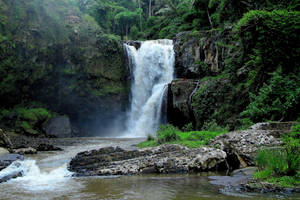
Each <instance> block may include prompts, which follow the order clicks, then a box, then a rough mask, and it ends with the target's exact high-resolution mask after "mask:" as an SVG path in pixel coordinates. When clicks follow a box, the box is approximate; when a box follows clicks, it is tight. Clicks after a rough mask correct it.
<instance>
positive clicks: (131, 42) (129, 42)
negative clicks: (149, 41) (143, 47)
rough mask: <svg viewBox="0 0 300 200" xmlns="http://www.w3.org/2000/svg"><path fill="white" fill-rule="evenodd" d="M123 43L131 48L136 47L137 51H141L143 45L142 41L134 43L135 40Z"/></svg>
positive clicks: (134, 41)
mask: <svg viewBox="0 0 300 200" xmlns="http://www.w3.org/2000/svg"><path fill="white" fill-rule="evenodd" d="M123 43H125V44H127V45H130V46H134V47H135V48H136V49H139V48H140V47H141V45H142V42H141V41H133V40H126V41H124V42H123Z"/></svg>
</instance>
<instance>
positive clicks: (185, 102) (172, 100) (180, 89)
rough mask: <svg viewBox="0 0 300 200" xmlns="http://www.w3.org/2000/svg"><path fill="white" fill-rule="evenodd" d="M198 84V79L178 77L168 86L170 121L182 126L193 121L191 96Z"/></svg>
mask: <svg viewBox="0 0 300 200" xmlns="http://www.w3.org/2000/svg"><path fill="white" fill-rule="evenodd" d="M196 86H197V81H196V80H191V79H177V80H173V81H172V82H171V83H170V84H169V86H168V87H169V88H168V106H167V108H168V112H167V114H168V122H169V123H171V124H175V125H176V126H177V127H182V126H184V125H185V124H187V123H188V122H190V121H193V116H194V115H193V112H192V110H191V97H192V95H193V92H194V91H195V89H196Z"/></svg>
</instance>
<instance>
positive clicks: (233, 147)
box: [210, 122, 296, 167]
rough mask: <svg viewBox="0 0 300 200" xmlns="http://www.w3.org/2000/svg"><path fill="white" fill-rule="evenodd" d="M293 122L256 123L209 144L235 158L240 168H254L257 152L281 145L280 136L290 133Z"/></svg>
mask: <svg viewBox="0 0 300 200" xmlns="http://www.w3.org/2000/svg"><path fill="white" fill-rule="evenodd" d="M295 124H296V123H295V122H282V123H280V122H277V123H276V122H270V123H258V124H255V125H253V126H252V127H251V128H250V129H248V130H245V131H234V132H229V133H227V134H224V135H220V136H217V137H216V138H215V139H214V140H212V141H211V142H210V145H211V146H212V147H217V148H219V149H221V150H223V151H225V152H226V153H227V154H228V155H233V156H236V158H237V160H238V161H239V163H240V167H247V166H254V165H255V158H256V154H257V152H258V150H260V149H263V148H276V147H279V146H280V145H281V144H282V141H281V136H282V135H283V134H285V133H287V132H290V131H291V127H292V126H294V125H295Z"/></svg>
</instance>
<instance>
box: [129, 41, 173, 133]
mask: <svg viewBox="0 0 300 200" xmlns="http://www.w3.org/2000/svg"><path fill="white" fill-rule="evenodd" d="M125 47H126V50H127V54H128V59H129V64H130V67H131V70H132V72H133V78H134V80H133V83H132V87H131V107H130V111H129V113H128V115H129V116H128V121H127V131H126V135H125V136H126V137H145V136H147V134H154V133H155V131H156V130H157V128H158V126H159V125H160V123H161V120H162V119H163V118H162V116H161V115H162V112H161V107H162V102H163V96H164V91H165V89H166V88H167V84H168V83H170V82H171V81H172V80H173V73H174V61H175V56H174V50H173V41H172V40H166V39H164V40H152V41H145V42H142V44H141V47H140V48H139V49H138V50H137V49H136V48H135V47H134V46H129V45H125Z"/></svg>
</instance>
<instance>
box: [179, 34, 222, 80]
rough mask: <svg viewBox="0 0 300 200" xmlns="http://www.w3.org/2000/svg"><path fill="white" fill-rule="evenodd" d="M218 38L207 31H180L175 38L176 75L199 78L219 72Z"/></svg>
mask: <svg viewBox="0 0 300 200" xmlns="http://www.w3.org/2000/svg"><path fill="white" fill-rule="evenodd" d="M218 40H219V38H218V37H216V36H211V34H208V33H206V32H181V33H178V34H177V35H176V37H175V38H174V51H175V73H176V76H177V77H180V78H183V77H185V78H199V77H204V76H205V75H207V73H209V74H210V73H216V72H218V71H219V64H218V62H219V61H218V57H219V55H218V54H219V53H218V48H217V41H218Z"/></svg>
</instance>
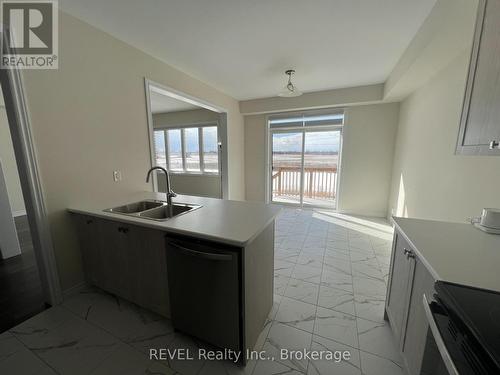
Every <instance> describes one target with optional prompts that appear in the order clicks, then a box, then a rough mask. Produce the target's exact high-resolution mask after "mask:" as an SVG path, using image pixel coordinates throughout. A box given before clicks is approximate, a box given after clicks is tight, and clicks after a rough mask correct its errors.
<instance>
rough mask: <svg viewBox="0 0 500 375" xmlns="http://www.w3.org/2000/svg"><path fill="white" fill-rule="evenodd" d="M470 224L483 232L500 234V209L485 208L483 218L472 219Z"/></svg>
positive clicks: (494, 233) (482, 214) (474, 217)
mask: <svg viewBox="0 0 500 375" xmlns="http://www.w3.org/2000/svg"><path fill="white" fill-rule="evenodd" d="M470 222H471V223H472V224H473V225H474V226H475V227H476V228H478V229H480V230H482V231H483V232H486V233H491V234H500V209H499V208H483V212H482V213H481V216H479V217H473V218H471V219H470Z"/></svg>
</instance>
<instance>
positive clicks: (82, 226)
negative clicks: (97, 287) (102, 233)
mask: <svg viewBox="0 0 500 375" xmlns="http://www.w3.org/2000/svg"><path fill="white" fill-rule="evenodd" d="M75 220H76V221H77V228H78V239H79V242H80V248H81V250H82V254H84V255H85V256H83V257H82V261H83V269H84V272H85V278H86V279H87V282H89V283H90V284H94V285H98V284H100V283H101V281H102V280H101V276H102V274H103V271H102V270H101V268H102V267H103V262H102V261H101V259H100V256H101V251H100V248H99V241H98V237H97V236H96V233H97V225H98V223H97V222H96V220H95V219H94V218H93V217H91V216H86V215H78V216H75Z"/></svg>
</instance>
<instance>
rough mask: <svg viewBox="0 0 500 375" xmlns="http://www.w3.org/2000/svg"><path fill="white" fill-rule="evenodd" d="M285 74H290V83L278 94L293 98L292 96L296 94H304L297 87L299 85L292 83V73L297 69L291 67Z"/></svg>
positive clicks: (299, 94)
mask: <svg viewBox="0 0 500 375" xmlns="http://www.w3.org/2000/svg"><path fill="white" fill-rule="evenodd" d="M285 74H286V75H287V76H288V83H287V84H286V86H285V87H284V88H283V91H281V92H280V93H279V94H278V96H282V97H285V98H291V97H294V96H300V95H302V92H301V91H300V90H299V89H298V88H297V86H295V85H294V84H293V83H292V74H295V70H293V69H289V70H287V71H285Z"/></svg>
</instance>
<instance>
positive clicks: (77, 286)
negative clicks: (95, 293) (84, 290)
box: [62, 281, 88, 300]
mask: <svg viewBox="0 0 500 375" xmlns="http://www.w3.org/2000/svg"><path fill="white" fill-rule="evenodd" d="M87 286H88V284H87V283H86V282H85V281H82V282H81V283H78V284H76V285H74V286H72V287H71V288H68V289H66V290H63V292H62V294H63V300H65V299H68V298H70V297H72V296H74V295H76V294H78V293H80V292H81V291H82V290H84V289H85V288H86V287H87Z"/></svg>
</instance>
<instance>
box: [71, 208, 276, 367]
mask: <svg viewBox="0 0 500 375" xmlns="http://www.w3.org/2000/svg"><path fill="white" fill-rule="evenodd" d="M73 216H74V218H75V220H76V224H77V230H78V235H79V242H80V250H81V253H82V258H83V264H84V268H85V275H86V278H87V281H88V282H89V283H90V284H93V285H95V286H97V287H99V288H101V289H103V290H106V291H108V292H111V293H114V294H116V295H117V296H120V297H122V298H124V299H126V300H129V301H131V302H134V303H136V304H137V305H139V306H142V307H144V308H146V309H149V310H152V311H155V312H157V313H159V314H161V315H163V316H165V317H167V318H171V308H170V294H171V293H172V292H173V293H174V295H176V296H177V297H178V296H180V295H181V296H182V295H183V294H184V297H185V298H184V303H185V306H181V305H180V306H177V308H178V309H177V311H179V308H181V310H182V311H184V314H185V315H184V316H183V315H180V316H179V315H178V316H177V322H180V324H181V326H183V327H184V328H185V327H188V324H187V323H186V321H189V322H192V321H193V320H194V319H198V320H199V324H198V325H193V327H194V328H196V329H194V330H192V331H189V330H188V329H186V328H185V329H184V331H189V333H190V334H192V335H194V336H197V337H202V338H205V339H207V341H211V342H213V343H214V344H216V345H222V346H225V347H227V348H235V347H237V348H241V349H242V350H243V351H244V352H246V350H247V349H253V348H254V346H255V344H256V342H257V340H258V338H259V335H260V333H261V332H262V327H263V326H264V324H265V322H266V320H267V317H268V314H269V312H270V310H271V308H272V305H273V281H274V277H273V270H274V221H273V222H271V223H269V225H268V226H267V227H266V228H265V229H264V230H263V231H262V232H260V233H259V234H258V235H257V236H256V237H255V238H254V239H253V240H252V241H251V242H250V243H248V244H246V245H245V247H234V246H228V245H224V244H220V243H216V242H212V241H205V240H200V239H198V238H196V237H186V238H184V241H183V243H184V245H182V244H181V245H179V244H178V243H177V245H178V247H179V246H181V247H183V249H181V251H180V253H176V254H177V255H176V256H174V257H172V258H171V259H167V254H168V249H169V248H170V250H171V248H172V243H171V242H169V244H168V245H167V237H168V238H171V239H172V238H176V239H177V240H178V237H179V236H177V235H173V234H172V233H170V234H169V233H168V232H166V231H163V230H161V229H151V228H147V227H143V226H141V225H132V224H126V223H123V222H121V221H115V220H113V219H112V218H110V219H103V218H101V217H96V216H92V215H85V214H80V213H74V214H73ZM202 242H203V243H208V242H210V248H214V249H219V250H221V249H225V250H224V251H225V252H227V254H216V256H215V258H214V254H209V253H210V251H208V253H206V251H205V250H202V247H200V246H201V245H200V246H199V244H201V243H202ZM186 243H187V244H188V245H185V244H186ZM177 250H179V249H178V248H177ZM218 252H220V251H218ZM181 253H182V256H181V255H180V254H181ZM200 253H201V254H200ZM203 253H205V254H203ZM171 255H172V254H171ZM221 255H222V258H223V259H222V260H223V261H222V262H221V263H217V262H216V261H215V260H214V259H217V261H220V260H221V258H220V256H221ZM228 255H230V256H229V258H230V261H227V259H229V258H228V257H227V256H228ZM209 258H211V259H209ZM169 261H171V262H172V263H171V264H170V266H171V267H170V268H171V269H173V270H175V271H176V272H177V273H176V275H174V280H176V282H174V283H173V284H172V288H169V279H168V267H167V265H168V264H169ZM214 262H215V263H214ZM172 267H173V268H172ZM177 268H178V269H177ZM179 272H181V273H179ZM174 273H175V272H174ZM181 275H182V277H181ZM200 280H201V281H200ZM190 283H191V284H190ZM174 284H175V285H174ZM177 303H182V299H179V298H177ZM221 308H222V309H224V310H222V312H221ZM211 309H213V310H212V311H211ZM184 318H186V319H187V320H186V321H184V323H183V319H184ZM220 327H224V330H225V335H222V334H221V332H220V329H219V328H220ZM235 327H236V329H235ZM236 341H237V342H238V345H235V344H234V343H235V342H236ZM242 358H243V362H242V363H245V359H244V356H243V357H242Z"/></svg>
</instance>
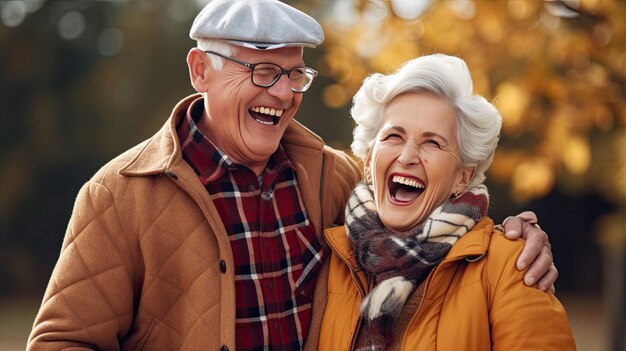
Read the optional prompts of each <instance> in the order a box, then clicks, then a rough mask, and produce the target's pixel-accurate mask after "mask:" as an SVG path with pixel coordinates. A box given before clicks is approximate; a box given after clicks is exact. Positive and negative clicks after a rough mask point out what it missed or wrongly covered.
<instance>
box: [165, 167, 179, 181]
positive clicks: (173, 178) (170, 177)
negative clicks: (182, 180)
mask: <svg viewBox="0 0 626 351" xmlns="http://www.w3.org/2000/svg"><path fill="white" fill-rule="evenodd" d="M164 173H165V175H166V176H168V177H170V178H172V179H178V176H177V175H176V173H174V172H172V171H170V170H169V169H168V170H166V171H165V172H164Z"/></svg>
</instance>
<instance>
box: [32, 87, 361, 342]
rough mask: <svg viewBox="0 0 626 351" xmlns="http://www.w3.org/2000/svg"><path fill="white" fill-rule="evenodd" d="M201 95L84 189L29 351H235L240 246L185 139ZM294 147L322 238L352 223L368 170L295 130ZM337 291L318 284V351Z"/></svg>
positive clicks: (312, 219) (107, 164)
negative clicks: (192, 159) (189, 117)
mask: <svg viewBox="0 0 626 351" xmlns="http://www.w3.org/2000/svg"><path fill="white" fill-rule="evenodd" d="M197 97H198V95H192V96H190V97H187V98H186V99H184V100H182V101H181V102H180V103H179V104H178V105H177V106H176V107H175V109H174V111H173V113H172V115H171V116H170V118H169V119H168V121H167V123H166V124H165V125H164V126H163V128H162V129H161V130H160V131H159V132H158V133H157V134H156V135H154V136H153V137H152V138H150V139H149V140H147V141H145V142H143V143H141V144H139V145H138V146H136V147H134V148H132V149H130V150H129V151H127V152H125V153H124V154H122V155H120V156H119V157H117V158H115V159H114V160H112V161H111V162H109V163H108V164H107V165H105V166H104V167H103V168H102V169H100V170H99V171H98V172H97V173H96V174H95V175H94V177H93V178H92V179H91V180H90V181H89V182H87V183H86V184H85V185H84V186H83V187H82V189H81V190H80V193H79V194H78V197H77V199H76V203H75V207H74V211H73V214H72V218H71V219H70V222H69V225H68V229H67V232H66V235H65V239H64V241H63V246H62V250H61V254H60V257H59V260H58V262H57V265H56V267H55V269H54V272H53V273H52V277H51V279H50V283H49V285H48V288H47V290H46V293H45V296H44V299H43V302H42V305H41V308H40V310H39V313H38V315H37V317H36V320H35V323H34V327H33V330H32V332H31V335H30V337H29V340H28V350H58V349H64V348H85V349H99V350H119V349H121V350H141V349H144V350H223V351H224V350H235V335H234V325H235V296H234V295H235V288H234V278H233V269H232V267H233V257H232V253H231V249H230V246H229V242H228V237H227V234H226V232H225V229H224V227H223V225H222V223H221V221H220V218H219V217H218V214H217V211H216V209H215V207H214V206H213V203H212V202H211V200H210V198H209V197H208V195H207V192H206V190H205V189H204V187H203V185H202V183H201V182H200V180H199V179H198V177H197V176H196V174H195V173H194V171H193V170H192V168H191V167H190V166H189V165H188V164H187V163H186V162H185V161H184V160H183V158H182V153H181V149H180V144H179V142H178V138H177V136H176V129H175V126H176V121H177V120H179V119H180V118H182V117H183V116H184V114H185V112H186V110H187V106H188V105H189V104H190V103H191V101H193V100H194V99H196V98H197ZM282 145H283V146H284V148H285V150H286V151H287V154H288V155H289V158H290V159H291V161H292V162H293V164H294V165H295V167H296V172H297V177H298V183H299V184H300V191H301V193H302V196H303V200H304V203H305V206H306V209H307V212H308V214H309V218H310V219H311V221H312V222H313V223H314V224H315V227H316V229H317V230H318V232H319V233H320V236H321V230H322V229H323V228H324V227H327V226H328V225H330V224H332V223H335V222H340V221H342V219H343V209H344V204H345V202H346V200H347V197H348V195H349V192H350V190H351V189H352V188H353V186H354V185H355V183H356V182H357V181H358V180H359V178H360V176H361V175H360V172H359V171H358V168H357V166H356V165H355V164H354V162H352V161H351V160H350V159H349V158H348V157H347V156H346V155H345V154H344V153H342V152H338V151H335V150H333V149H331V148H329V147H327V146H324V144H323V142H322V140H321V139H320V138H319V137H317V136H316V135H315V134H313V133H312V132H310V131H309V130H307V129H306V128H305V127H303V126H302V125H300V124H299V123H297V122H295V121H294V122H293V123H292V124H291V125H290V126H289V128H288V129H287V131H286V133H285V136H284V137H283V140H282ZM326 273H327V269H326V266H325V268H324V269H323V270H322V273H321V275H320V277H322V278H320V279H326V278H325V274H326ZM325 289H326V284H317V286H316V292H315V300H314V303H313V321H312V323H311V329H310V333H309V334H310V337H309V338H308V339H307V343H306V344H305V349H306V350H315V349H317V343H318V338H319V328H320V324H321V320H322V314H323V311H324V307H325V303H326V300H325V299H326V291H325Z"/></svg>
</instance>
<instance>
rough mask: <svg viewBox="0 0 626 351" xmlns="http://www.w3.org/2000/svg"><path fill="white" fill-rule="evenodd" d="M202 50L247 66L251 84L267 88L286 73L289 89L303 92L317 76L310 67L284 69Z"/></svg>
mask: <svg viewBox="0 0 626 351" xmlns="http://www.w3.org/2000/svg"><path fill="white" fill-rule="evenodd" d="M204 52H206V53H207V54H213V55H217V56H219V57H221V58H224V59H226V60H229V61H232V62H235V63H238V64H240V65H242V66H245V67H248V68H249V69H251V72H250V79H251V80H252V84H254V85H256V86H257V87H262V88H269V87H271V86H272V85H274V84H276V82H278V80H279V79H280V77H282V75H283V74H286V75H287V77H289V84H290V85H291V91H293V92H296V93H303V92H305V91H307V90H308V89H309V87H310V86H311V83H313V79H315V77H317V71H316V70H314V69H313V68H310V67H295V68H292V69H290V70H286V69H283V68H282V67H280V66H279V65H277V64H275V63H271V62H259V63H248V62H244V61H240V60H237V59H234V58H232V57H228V56H226V55H222V54H220V53H219V52H215V51H210V50H207V51H204Z"/></svg>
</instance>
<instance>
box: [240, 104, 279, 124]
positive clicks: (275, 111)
mask: <svg viewBox="0 0 626 351" xmlns="http://www.w3.org/2000/svg"><path fill="white" fill-rule="evenodd" d="M248 112H249V113H250V116H252V118H254V119H255V120H256V121H257V122H259V123H261V124H264V125H266V126H275V125H277V124H278V122H279V121H280V116H282V115H283V112H285V110H277V109H274V108H271V107H264V106H254V107H252V108H250V109H249V110H248Z"/></svg>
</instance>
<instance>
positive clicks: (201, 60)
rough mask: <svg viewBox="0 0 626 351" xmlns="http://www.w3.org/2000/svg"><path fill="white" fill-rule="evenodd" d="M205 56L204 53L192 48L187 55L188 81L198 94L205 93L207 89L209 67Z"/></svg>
mask: <svg viewBox="0 0 626 351" xmlns="http://www.w3.org/2000/svg"><path fill="white" fill-rule="evenodd" d="M208 60H209V59H208V57H207V55H206V54H205V53H204V51H202V50H200V49H198V48H193V49H191V50H189V53H187V66H188V68H189V79H190V80H191V85H192V86H193V87H194V89H196V91H197V92H199V93H205V92H206V91H207V87H208V81H207V77H208V74H209V72H208V70H207V69H208V68H209V66H210V64H209V61H208Z"/></svg>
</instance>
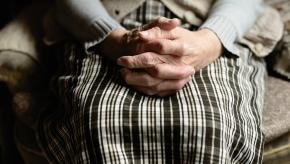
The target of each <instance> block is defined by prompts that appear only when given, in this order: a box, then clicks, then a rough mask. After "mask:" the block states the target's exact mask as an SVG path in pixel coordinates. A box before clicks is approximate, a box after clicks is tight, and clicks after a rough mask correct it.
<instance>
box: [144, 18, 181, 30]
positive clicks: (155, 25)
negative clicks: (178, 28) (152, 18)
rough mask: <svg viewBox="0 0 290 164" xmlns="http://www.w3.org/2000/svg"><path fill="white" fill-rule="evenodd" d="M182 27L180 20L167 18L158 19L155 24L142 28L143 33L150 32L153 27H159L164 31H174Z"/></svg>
mask: <svg viewBox="0 0 290 164" xmlns="http://www.w3.org/2000/svg"><path fill="white" fill-rule="evenodd" d="M179 25H180V20H179V19H177V18H173V19H169V18H165V17H158V18H156V19H155V20H154V21H153V22H151V23H149V24H146V25H144V26H143V27H142V31H146V30H149V29H151V28H153V27H159V28H160V29H162V30H172V29H174V28H175V27H177V26H179Z"/></svg>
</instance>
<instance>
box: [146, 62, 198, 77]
mask: <svg viewBox="0 0 290 164" xmlns="http://www.w3.org/2000/svg"><path fill="white" fill-rule="evenodd" d="M146 72H148V73H149V74H150V75H151V76H153V77H156V78H160V79H183V78H186V77H188V76H190V75H192V74H194V73H195V70H194V69H193V67H191V66H188V65H182V66H179V65H172V64H166V63H163V64H157V65H154V66H153V67H150V68H147V69H146Z"/></svg>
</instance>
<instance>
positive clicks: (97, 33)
mask: <svg viewBox="0 0 290 164" xmlns="http://www.w3.org/2000/svg"><path fill="white" fill-rule="evenodd" d="M56 19H57V21H58V23H59V24H61V25H62V27H64V28H65V29H66V30H67V31H68V32H69V33H71V34H72V35H73V36H74V37H75V38H77V39H78V40H79V41H83V42H85V43H88V44H97V43H99V42H101V41H102V40H104V39H105V38H106V36H107V35H108V34H109V33H110V32H111V31H112V30H114V29H116V28H121V27H122V26H121V25H120V24H119V23H118V22H117V21H115V20H114V19H113V18H112V17H111V16H110V15H109V14H108V12H107V11H106V9H105V8H104V6H103V4H102V3H101V2H100V1H99V0H56Z"/></svg>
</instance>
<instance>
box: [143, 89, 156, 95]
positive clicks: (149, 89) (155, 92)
mask: <svg viewBox="0 0 290 164" xmlns="http://www.w3.org/2000/svg"><path fill="white" fill-rule="evenodd" d="M145 94H147V95H149V96H153V95H155V94H156V92H155V91H153V90H150V89H149V90H145Z"/></svg>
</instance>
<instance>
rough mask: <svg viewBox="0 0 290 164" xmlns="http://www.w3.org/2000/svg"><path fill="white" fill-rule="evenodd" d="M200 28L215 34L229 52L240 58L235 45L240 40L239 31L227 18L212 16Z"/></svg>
mask: <svg viewBox="0 0 290 164" xmlns="http://www.w3.org/2000/svg"><path fill="white" fill-rule="evenodd" d="M200 28H201V29H202V28H208V29H210V30H212V31H213V32H215V34H216V35H217V36H218V38H219V39H220V41H221V43H222V44H223V46H224V48H225V49H226V50H227V51H228V52H230V53H231V54H233V55H235V56H236V57H239V56H240V55H239V51H238V49H237V48H236V47H235V44H234V43H235V41H236V39H237V38H238V33H237V30H236V28H235V27H234V25H233V24H232V22H231V21H229V20H228V19H227V18H225V17H223V16H218V15H215V16H212V17H210V18H208V19H207V20H206V21H205V23H204V24H203V25H202V26H201V27H200Z"/></svg>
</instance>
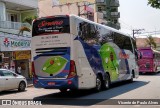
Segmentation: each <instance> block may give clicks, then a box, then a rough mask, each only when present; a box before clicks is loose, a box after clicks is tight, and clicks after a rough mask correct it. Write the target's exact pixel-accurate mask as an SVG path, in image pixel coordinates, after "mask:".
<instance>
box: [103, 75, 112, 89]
mask: <svg viewBox="0 0 160 108" xmlns="http://www.w3.org/2000/svg"><path fill="white" fill-rule="evenodd" d="M102 87H103V89H104V90H106V89H109V87H110V77H109V75H108V74H106V79H105V80H104V81H103V85H102Z"/></svg>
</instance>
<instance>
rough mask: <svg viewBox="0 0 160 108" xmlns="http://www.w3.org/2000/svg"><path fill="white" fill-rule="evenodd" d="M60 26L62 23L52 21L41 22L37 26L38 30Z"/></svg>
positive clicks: (62, 23)
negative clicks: (37, 27)
mask: <svg viewBox="0 0 160 108" xmlns="http://www.w3.org/2000/svg"><path fill="white" fill-rule="evenodd" d="M62 24H63V21H52V22H47V21H42V22H41V23H40V24H39V25H38V28H41V27H45V26H53V25H62Z"/></svg>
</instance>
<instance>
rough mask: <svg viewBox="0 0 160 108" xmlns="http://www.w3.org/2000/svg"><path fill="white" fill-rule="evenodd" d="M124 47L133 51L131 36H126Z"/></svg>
mask: <svg viewBox="0 0 160 108" xmlns="http://www.w3.org/2000/svg"><path fill="white" fill-rule="evenodd" d="M123 48H124V49H126V50H130V51H131V52H133V49H132V43H131V40H130V37H125V41H124V45H123Z"/></svg>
□ □ □ □ □
# Job item:
Your answer should consist solely of the lines from the one containing "negative clicks: (37, 27)" through the last line of the listing, written out word for word.

# Task answer:
negative clicks: (37, 27)
mask: <svg viewBox="0 0 160 108" xmlns="http://www.w3.org/2000/svg"><path fill="white" fill-rule="evenodd" d="M62 24H63V21H52V22H47V21H42V22H41V23H40V24H39V25H38V28H41V27H45V26H53V25H62Z"/></svg>
</instance>
<instance>
rough mask: <svg viewBox="0 0 160 108" xmlns="http://www.w3.org/2000/svg"><path fill="white" fill-rule="evenodd" d="M124 47L133 51L131 36H126Z"/></svg>
mask: <svg viewBox="0 0 160 108" xmlns="http://www.w3.org/2000/svg"><path fill="white" fill-rule="evenodd" d="M123 48H124V49H126V50H130V51H131V52H133V49H132V43H131V40H130V37H125V41H124V45H123Z"/></svg>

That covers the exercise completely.